Exercise goal — Search the data for the word "dark" and copy each line that has it.

Material for this task —

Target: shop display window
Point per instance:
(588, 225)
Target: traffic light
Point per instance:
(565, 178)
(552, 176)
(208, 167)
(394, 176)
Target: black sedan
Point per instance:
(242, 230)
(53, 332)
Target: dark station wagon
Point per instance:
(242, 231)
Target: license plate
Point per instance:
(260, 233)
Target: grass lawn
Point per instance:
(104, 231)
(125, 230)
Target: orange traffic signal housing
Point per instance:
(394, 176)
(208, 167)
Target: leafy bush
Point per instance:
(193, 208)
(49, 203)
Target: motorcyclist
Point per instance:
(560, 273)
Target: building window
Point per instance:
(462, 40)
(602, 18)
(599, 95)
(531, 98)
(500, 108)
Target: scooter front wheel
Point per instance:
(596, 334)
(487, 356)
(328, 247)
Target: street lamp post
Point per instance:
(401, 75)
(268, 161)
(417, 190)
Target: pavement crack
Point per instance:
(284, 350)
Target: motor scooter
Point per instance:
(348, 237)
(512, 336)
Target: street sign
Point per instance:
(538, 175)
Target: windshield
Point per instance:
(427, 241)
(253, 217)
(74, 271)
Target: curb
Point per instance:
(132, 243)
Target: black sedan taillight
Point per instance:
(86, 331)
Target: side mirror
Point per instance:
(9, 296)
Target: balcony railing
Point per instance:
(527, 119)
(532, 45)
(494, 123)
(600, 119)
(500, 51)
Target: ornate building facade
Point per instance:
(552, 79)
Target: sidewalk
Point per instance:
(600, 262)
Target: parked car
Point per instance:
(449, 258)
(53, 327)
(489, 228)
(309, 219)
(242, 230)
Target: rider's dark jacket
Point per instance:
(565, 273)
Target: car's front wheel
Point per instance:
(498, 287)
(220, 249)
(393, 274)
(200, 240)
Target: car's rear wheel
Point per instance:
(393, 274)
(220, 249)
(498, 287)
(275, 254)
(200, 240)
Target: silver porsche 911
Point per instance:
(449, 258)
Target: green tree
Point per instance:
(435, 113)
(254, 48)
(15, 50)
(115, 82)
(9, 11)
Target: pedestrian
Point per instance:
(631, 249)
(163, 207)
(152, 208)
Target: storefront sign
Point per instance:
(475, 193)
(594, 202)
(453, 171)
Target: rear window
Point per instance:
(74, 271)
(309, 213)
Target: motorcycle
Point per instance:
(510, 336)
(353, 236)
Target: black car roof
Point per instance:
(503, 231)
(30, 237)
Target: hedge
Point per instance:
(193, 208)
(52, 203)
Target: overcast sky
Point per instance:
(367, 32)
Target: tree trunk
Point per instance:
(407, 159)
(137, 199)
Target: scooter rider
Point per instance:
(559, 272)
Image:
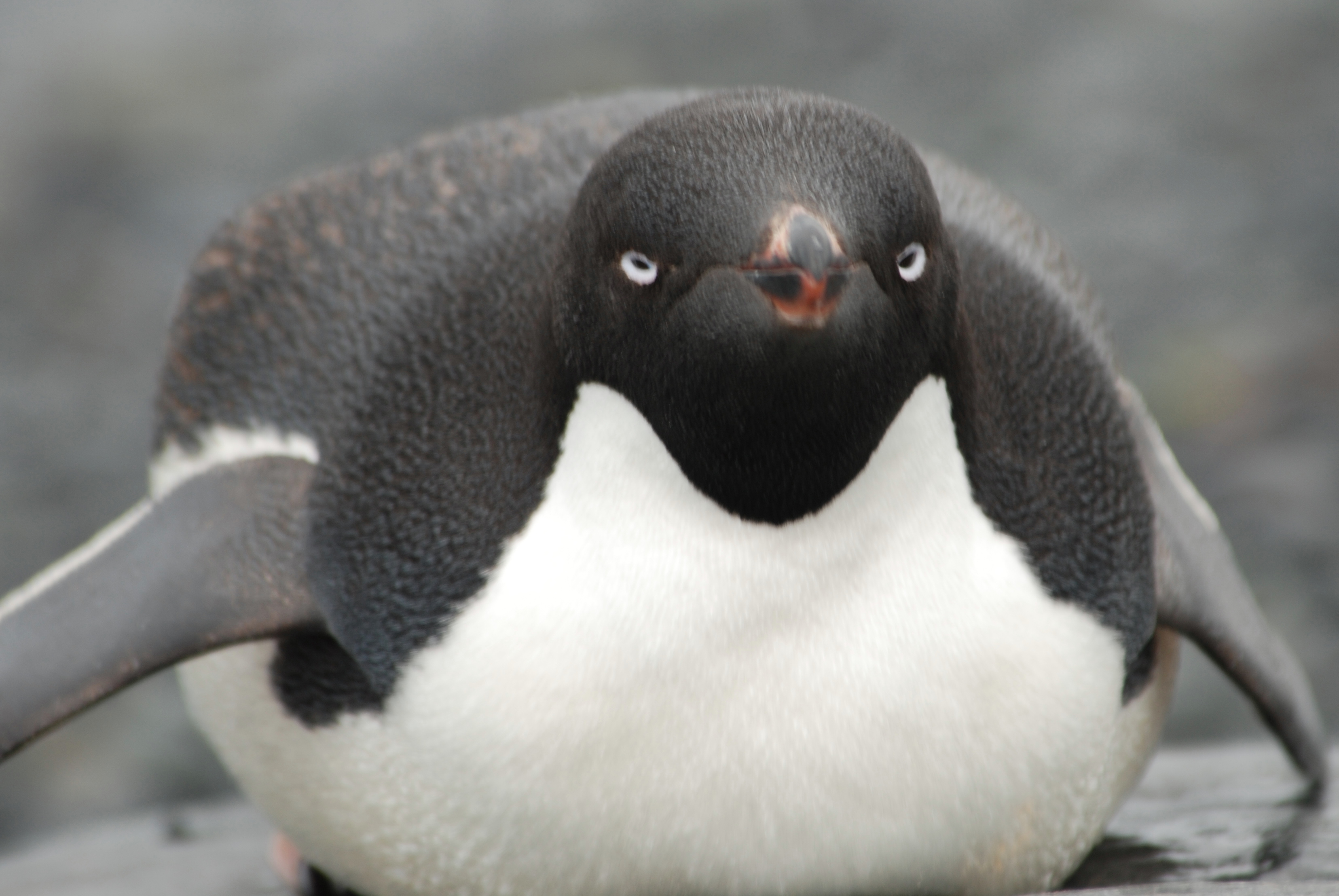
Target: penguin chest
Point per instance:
(654, 695)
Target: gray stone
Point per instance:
(1219, 822)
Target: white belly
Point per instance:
(651, 695)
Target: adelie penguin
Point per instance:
(657, 494)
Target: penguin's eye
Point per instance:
(639, 268)
(911, 262)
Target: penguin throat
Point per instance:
(773, 461)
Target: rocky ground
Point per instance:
(1207, 822)
(1185, 152)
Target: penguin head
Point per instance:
(766, 278)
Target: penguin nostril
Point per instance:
(778, 284)
(808, 245)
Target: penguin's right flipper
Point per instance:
(1203, 594)
(219, 560)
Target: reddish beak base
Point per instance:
(800, 299)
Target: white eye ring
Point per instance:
(911, 262)
(639, 268)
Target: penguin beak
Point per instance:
(802, 271)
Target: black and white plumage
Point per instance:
(812, 547)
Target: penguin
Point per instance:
(651, 494)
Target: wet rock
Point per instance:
(1206, 822)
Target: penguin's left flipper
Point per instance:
(1203, 594)
(218, 560)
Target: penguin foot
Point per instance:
(298, 875)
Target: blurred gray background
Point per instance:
(1185, 150)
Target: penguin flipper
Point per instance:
(1203, 595)
(219, 560)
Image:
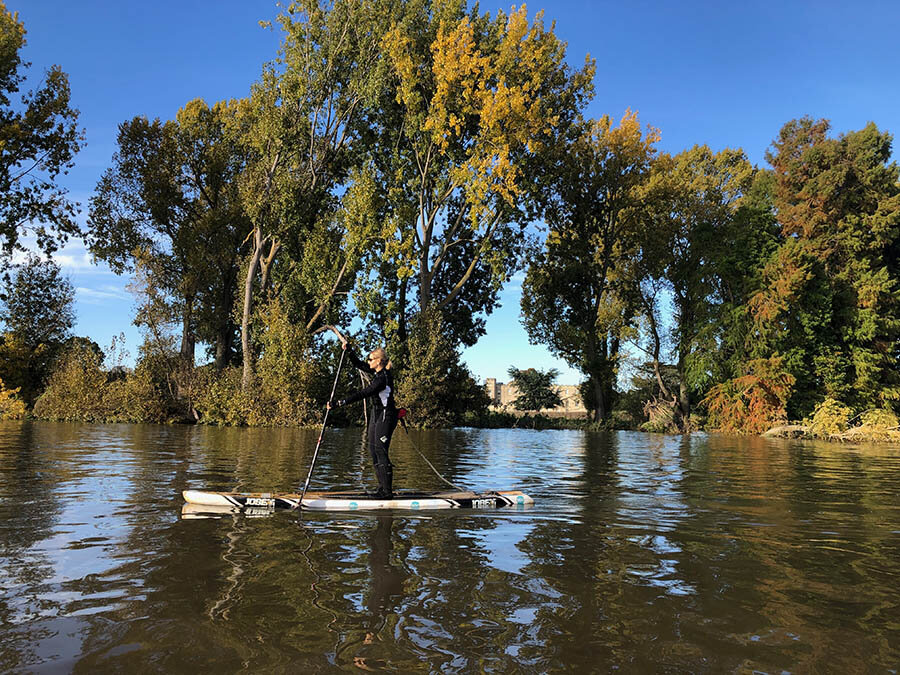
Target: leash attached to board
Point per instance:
(401, 417)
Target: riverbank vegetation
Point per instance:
(386, 171)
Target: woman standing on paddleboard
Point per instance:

Solution to this exercise —
Target: dark station wagon
Target: rider's dark jacket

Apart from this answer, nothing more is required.